WHAT TO PRODUCE >> Retype the full listing without altering anything.

INFORMATION PROVIDED >>
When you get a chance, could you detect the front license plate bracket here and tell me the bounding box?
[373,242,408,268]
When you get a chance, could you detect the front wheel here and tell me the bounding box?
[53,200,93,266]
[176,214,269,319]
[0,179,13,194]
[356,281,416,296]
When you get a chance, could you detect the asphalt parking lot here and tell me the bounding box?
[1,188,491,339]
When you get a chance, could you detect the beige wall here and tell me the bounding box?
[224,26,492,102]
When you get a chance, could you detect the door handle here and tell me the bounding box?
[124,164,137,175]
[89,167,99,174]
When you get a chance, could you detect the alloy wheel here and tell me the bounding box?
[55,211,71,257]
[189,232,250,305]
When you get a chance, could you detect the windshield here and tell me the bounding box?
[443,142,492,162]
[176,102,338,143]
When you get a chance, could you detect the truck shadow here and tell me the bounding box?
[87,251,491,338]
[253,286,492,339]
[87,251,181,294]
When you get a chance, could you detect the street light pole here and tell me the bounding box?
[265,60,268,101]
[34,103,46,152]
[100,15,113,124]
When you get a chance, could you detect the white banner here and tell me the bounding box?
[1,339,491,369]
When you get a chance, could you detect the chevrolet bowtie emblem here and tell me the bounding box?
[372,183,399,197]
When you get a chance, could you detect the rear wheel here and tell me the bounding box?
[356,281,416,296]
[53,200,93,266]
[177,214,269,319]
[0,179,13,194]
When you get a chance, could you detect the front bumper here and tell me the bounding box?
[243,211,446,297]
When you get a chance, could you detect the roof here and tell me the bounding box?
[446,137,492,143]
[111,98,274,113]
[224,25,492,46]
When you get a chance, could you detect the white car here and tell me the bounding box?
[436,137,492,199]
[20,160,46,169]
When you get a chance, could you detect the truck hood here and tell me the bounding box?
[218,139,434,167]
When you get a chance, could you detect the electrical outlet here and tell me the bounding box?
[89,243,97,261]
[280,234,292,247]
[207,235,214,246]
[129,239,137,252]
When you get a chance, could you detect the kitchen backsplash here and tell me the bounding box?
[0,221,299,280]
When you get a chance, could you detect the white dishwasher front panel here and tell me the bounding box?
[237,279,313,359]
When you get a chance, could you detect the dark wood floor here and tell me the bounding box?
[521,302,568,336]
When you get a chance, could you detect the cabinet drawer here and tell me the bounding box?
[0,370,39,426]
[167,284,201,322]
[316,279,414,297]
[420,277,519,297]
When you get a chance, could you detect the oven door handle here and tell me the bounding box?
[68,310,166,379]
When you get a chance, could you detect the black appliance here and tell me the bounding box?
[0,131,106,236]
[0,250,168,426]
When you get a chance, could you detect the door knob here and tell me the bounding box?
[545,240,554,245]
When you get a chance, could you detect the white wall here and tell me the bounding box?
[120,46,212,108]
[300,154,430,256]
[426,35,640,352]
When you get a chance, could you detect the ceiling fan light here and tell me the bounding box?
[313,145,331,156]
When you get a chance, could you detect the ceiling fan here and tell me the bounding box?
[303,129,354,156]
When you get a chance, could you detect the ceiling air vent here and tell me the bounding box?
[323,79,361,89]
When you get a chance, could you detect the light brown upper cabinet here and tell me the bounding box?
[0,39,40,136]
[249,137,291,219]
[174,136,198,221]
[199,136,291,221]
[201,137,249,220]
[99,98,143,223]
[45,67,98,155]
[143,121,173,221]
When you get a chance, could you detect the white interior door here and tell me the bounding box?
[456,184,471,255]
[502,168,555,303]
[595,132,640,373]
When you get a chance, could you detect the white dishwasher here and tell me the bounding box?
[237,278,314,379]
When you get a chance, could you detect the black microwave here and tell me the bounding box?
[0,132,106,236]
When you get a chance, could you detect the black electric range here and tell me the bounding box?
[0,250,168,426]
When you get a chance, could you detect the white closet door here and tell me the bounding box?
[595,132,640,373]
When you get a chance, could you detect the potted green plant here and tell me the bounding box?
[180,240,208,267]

FINAL ANSWER >>
When you get a chance, could you detect the front license plate bracket here and tell me the bounding box?
[373,242,408,268]
When you get a chance, could you detect the front wheel here and tell me the bounding box?
[53,200,93,266]
[176,214,269,319]
[0,179,13,194]
[356,281,416,296]
When you get a chance, could you detect the asphalt parking lot here and tell me the bounding box?
[1,188,491,339]
When you get a chance, could you detect the beige wall here and tell me the bounding box?
[224,26,492,102]
When you get a chance, could you detect the door handle here and tell me the bounding box?
[124,164,137,175]
[89,167,99,174]
When you get a chance, could you detect the alloy wheel here and tell me the bounding box?
[55,211,71,257]
[189,232,250,305]
When you get a chance, could you detect the windshield here and tell me the bounding box?
[443,142,492,162]
[176,102,338,143]
When you get a chance, could you detect the truck shadow here and tell me the bounding box?
[87,251,491,338]
[253,286,492,339]
[87,251,181,294]
When you get a chance, could you detect the street light pole here and tell me the bounding box?
[265,60,268,101]
[34,103,46,152]
[100,15,113,124]
When you get a chance, could you detect the white banner here and tell me the bounding box?
[1,339,491,369]
When you get a chance, could you detect the chevrolet bowtie emblem here and tell me the bounding box?
[372,183,399,197]
When you get a chance, could you detect the rear wheel here and tell me the bounding box?
[356,281,416,296]
[53,200,93,266]
[177,214,269,319]
[0,179,13,194]
When you get a chance, could you detect the front bumper here and tell me the bounding box?
[243,211,446,297]
When you get a chance, could you detect the roof here and tell me the bounding box?
[446,137,492,143]
[111,98,274,113]
[224,25,492,46]
When you get a chance, could you detect the white car here and tell me the bounding box?
[436,137,492,199]
[20,160,46,169]
When you get a chance, could you detect the truck hood here and tell me the bounding box?
[218,139,434,167]
When you get a chance, could you detect the electrical outlet here and tell me the bounding box?
[89,243,97,261]
[280,234,292,247]
[207,235,214,246]
[129,239,137,252]
When you get a chance, could you detect the kitchen backsplash here and tell me the bounding box?
[0,221,299,280]
When you get a chance, could you detect the white dishwasher front panel here and tell me the bounding box?
[237,279,313,359]
When you get a chance, could you detect the dark wood floor here and tell me the bounding box?
[521,302,568,336]
When you get a chance, could you detect the cabinet drawer here and tell me the bounding box?
[0,370,39,426]
[167,284,201,322]
[316,279,414,297]
[420,277,519,297]
When you get a chance, could you detect the oven door handle here and tell me the bounding box?
[68,310,166,379]
When you get a chance, could you detect the black appliance here and tell me the bounding box?
[0,131,106,236]
[0,250,168,426]
When you get a chance, could you detect the door knob here and tell me the bounding box?
[545,240,554,245]
When you get a chance, could you detect the white wall here and tell me the bounding box?
[120,46,212,108]
[300,154,430,256]
[426,35,640,352]
When you get a chance, could you detect the ceiling fan light here and tell me the bounding box?
[313,145,331,156]
When you get a chance, could you detect the ceiling fan here and tell me the bounding box?
[303,129,354,156]
When you get a chance, could you detect the ceiling air vent here and tell me the bounding box?
[323,79,361,89]
When you get a chance, could you detect the light brown upper cabinet here and tell me the bounding box?
[0,39,40,136]
[249,137,291,219]
[174,136,198,221]
[199,136,291,221]
[201,137,249,220]
[99,98,143,223]
[45,67,98,155]
[143,121,173,221]
When you get a chance, could you detect the white interior door here and tell me the bounding box?
[456,184,471,255]
[502,168,555,303]
[595,132,640,373]
When you get a chance, could you detect the white dishwasher here and tell me the bounding box?
[237,278,314,379]
When you get a chance, could you detect the black microwave here and tell me the bounding box?
[0,132,106,236]
When you get a chance, could you detect the black electric range here and tell me the bounding box?
[0,250,168,426]
When you get a chance, could you detect the white closet door here and tell me the bounding box?
[595,132,640,373]
When you get a chance, could you detect the potted green plant here and tell me the bounding box?
[180,240,208,267]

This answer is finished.